**Instruction 1**
Edit the text on student mindfulness: reproduce it from "By objective measures, our" up to and including "society at large.", putting "youth" in place of "young people".
**Instruction 2**
Decide whether each statement agrees with the text on student mindfulness, answering yes or no and quoting the words that settle it. (a) Mindfulness is described as cognitive rather than sensory. (b) Mindfulness is said to be practiced without judgment. (c) Standardized testing is cited as evidence that student success is defined mostly by cognitive knowing.

**Text excerpt**

+===+

By objective measures, our young people are more anxious, more depressed, and have more psychopathology in general than students did a few decades ago. This has important implications for educators, school administrators, and society at large.

Sense of Failure As we are all well aware, the current educational system is narrowing its definition of what defines student success. It’s almost all cognitive knowing, as evidenced by standardized testing. A young person could be a prodigy in one or more areas (kinesthetic, inter-personal, musical, ecological), yet still grow up thinking that he or she is a failure based on messaging given by the schools. As some students’ light dims and self-doubt grows, there’s a good chance that they won’t grow into their full brilliance and power.

How Mindfulness Can Help Mindfulness is a way of paying attention to present-moment experience and doing so with kindness and curiosity. It is not cognitive but sensory, and so taps into and strengthens different but vitally important parts of the brain that have been neglected by traditional education. One crucial attribute of mindfulness is that it is practiced without judgment. Many of our students are so hard on themselves and their internal critic is so loud that just a few moments of being given permission to not judge can bring huge relief to body and mind. I have seen it bring students to tears.

+===+

**Raw data**

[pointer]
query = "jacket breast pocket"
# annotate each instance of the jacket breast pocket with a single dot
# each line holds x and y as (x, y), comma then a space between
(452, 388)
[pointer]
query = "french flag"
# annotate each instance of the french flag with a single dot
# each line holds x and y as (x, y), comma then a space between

+===+

**Output 1**
By objective measures, our youth are more anxious, more depressed, and have more psychopathology in general than students did a few decades ago. This has important implications for educators, school administrators, and society at large.

**Output 2**
(a) No: "It is not cognitive but sensory"
(b) Yes: "One crucial attribute of mindfulness is that it is practiced without judgment."
(c) Yes: "It’s almost all cognitive knowing, as evidenced by standardized testing."